▸ Your task
Go over the records and count each line that has the string "coordinates". Give the number and nothing else.

Saved data entries

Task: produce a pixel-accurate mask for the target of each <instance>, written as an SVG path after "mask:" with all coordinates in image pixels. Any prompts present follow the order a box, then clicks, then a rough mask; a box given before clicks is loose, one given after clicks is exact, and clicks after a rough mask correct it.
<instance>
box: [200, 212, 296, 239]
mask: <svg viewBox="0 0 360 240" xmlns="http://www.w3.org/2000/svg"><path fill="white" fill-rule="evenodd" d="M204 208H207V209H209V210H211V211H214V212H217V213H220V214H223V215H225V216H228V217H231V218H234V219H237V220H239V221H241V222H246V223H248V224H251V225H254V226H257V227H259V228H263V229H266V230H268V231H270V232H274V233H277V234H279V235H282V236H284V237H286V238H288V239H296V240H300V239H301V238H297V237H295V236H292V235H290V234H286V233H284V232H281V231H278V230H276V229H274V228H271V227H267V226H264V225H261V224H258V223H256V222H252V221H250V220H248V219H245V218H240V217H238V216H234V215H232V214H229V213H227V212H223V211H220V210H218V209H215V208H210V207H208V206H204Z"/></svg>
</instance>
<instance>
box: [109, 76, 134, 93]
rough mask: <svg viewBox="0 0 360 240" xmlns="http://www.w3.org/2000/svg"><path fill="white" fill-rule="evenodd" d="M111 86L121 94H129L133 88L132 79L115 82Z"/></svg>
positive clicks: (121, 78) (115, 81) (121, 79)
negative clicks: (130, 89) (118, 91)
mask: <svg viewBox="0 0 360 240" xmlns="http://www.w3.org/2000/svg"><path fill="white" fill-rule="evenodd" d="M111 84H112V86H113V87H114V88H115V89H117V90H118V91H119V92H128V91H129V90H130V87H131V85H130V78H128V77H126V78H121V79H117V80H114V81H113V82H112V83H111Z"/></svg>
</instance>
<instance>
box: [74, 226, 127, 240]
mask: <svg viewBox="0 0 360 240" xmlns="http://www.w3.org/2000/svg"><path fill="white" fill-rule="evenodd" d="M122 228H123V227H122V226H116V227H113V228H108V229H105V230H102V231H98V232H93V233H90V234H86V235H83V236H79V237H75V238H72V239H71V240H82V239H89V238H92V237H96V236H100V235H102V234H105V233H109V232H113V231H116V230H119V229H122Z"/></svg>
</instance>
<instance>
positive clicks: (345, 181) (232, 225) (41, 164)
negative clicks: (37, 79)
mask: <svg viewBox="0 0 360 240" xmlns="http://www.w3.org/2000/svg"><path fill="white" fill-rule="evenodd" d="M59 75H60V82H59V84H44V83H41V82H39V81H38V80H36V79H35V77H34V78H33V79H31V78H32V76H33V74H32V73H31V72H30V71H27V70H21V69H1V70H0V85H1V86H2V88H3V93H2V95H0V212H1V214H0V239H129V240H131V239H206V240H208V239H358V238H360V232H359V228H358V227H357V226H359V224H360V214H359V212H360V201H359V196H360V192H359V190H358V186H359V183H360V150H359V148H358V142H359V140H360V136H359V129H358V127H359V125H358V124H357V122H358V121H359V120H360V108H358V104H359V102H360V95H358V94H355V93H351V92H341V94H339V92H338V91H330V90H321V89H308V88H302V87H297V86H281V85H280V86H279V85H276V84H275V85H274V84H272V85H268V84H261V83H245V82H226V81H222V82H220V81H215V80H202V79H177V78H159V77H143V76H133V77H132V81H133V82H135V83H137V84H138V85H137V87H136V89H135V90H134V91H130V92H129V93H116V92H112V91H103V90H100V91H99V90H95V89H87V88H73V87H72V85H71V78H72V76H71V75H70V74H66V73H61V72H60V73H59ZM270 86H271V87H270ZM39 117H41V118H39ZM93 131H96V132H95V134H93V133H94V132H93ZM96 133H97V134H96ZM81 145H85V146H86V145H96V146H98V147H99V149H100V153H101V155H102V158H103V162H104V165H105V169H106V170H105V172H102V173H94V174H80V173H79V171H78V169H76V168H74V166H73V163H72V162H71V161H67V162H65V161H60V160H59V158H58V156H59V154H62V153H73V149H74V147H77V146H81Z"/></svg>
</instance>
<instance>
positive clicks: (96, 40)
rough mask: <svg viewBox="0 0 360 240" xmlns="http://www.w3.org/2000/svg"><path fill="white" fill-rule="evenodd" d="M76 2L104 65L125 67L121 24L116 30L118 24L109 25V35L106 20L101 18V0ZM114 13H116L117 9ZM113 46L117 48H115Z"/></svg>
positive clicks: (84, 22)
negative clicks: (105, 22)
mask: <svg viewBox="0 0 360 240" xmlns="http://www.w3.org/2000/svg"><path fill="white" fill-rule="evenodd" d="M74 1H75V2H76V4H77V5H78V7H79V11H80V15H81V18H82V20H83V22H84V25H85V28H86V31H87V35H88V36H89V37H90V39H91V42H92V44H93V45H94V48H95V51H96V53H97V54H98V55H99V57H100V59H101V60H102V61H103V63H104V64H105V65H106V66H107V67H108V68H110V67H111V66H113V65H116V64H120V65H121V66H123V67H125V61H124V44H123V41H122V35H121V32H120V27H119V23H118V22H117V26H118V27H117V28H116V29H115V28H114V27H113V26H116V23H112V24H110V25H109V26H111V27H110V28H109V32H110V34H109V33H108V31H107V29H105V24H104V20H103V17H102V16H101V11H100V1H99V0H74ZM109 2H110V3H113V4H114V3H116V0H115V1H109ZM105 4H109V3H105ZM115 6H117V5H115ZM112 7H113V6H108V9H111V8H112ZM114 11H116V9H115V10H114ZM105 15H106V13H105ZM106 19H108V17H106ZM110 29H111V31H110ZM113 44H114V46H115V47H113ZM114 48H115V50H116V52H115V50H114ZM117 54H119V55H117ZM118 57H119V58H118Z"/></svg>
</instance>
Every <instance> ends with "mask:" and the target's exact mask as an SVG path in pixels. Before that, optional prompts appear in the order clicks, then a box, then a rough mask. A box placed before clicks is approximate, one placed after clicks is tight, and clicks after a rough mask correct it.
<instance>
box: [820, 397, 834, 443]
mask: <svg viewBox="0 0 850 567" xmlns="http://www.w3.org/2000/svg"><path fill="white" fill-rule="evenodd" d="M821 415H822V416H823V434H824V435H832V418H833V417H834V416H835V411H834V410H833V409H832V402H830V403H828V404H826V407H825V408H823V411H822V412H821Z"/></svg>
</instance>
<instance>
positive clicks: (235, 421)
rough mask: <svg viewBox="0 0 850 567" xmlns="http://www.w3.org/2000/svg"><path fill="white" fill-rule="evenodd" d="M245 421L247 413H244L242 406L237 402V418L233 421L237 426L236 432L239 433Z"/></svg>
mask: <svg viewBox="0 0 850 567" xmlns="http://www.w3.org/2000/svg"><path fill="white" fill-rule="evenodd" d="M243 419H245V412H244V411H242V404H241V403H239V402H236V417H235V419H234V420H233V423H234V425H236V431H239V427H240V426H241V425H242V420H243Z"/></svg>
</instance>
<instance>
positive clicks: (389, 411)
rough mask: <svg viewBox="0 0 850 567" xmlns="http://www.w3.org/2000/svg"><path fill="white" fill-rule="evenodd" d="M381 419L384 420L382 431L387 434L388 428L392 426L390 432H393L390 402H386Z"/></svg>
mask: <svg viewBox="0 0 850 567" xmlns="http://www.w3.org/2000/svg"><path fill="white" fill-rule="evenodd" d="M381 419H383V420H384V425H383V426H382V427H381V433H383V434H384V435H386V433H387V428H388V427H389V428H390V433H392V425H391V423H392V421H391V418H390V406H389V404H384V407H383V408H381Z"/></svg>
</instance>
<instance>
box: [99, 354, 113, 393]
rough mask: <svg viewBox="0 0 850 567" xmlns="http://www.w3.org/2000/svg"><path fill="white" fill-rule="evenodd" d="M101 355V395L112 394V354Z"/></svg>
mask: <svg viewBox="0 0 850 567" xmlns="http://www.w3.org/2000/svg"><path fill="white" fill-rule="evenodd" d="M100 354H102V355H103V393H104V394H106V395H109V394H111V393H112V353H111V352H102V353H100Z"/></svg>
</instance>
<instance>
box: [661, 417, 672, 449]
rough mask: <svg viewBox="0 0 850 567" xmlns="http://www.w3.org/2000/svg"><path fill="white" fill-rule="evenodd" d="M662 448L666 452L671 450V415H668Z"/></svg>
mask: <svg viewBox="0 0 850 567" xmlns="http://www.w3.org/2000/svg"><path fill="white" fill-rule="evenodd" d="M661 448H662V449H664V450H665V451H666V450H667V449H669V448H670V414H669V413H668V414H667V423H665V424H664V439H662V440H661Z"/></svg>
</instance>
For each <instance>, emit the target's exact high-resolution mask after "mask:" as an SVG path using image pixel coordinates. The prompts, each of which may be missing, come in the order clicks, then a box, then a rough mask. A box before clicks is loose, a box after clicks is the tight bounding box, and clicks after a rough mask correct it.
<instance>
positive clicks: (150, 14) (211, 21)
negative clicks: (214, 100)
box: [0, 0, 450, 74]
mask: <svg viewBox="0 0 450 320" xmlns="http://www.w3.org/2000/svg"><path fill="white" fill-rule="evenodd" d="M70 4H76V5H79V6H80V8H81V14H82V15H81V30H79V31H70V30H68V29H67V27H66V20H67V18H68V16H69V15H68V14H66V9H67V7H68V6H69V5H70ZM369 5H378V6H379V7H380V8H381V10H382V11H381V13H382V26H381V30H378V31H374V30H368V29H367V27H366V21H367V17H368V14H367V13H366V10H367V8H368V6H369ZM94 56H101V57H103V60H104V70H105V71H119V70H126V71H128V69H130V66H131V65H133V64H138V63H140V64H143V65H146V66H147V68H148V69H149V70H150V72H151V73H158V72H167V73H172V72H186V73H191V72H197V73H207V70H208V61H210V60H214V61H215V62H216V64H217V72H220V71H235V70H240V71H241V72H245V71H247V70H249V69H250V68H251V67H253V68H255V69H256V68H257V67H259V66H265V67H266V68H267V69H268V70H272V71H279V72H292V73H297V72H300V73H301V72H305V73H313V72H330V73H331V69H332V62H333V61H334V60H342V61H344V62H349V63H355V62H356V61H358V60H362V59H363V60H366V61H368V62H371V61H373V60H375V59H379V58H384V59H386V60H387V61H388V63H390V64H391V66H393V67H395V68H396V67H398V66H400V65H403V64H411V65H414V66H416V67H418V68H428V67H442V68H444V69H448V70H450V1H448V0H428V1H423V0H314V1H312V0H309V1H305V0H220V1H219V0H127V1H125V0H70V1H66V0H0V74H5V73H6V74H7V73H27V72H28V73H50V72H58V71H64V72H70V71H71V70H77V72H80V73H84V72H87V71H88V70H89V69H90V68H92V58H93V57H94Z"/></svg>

▸ Written response
2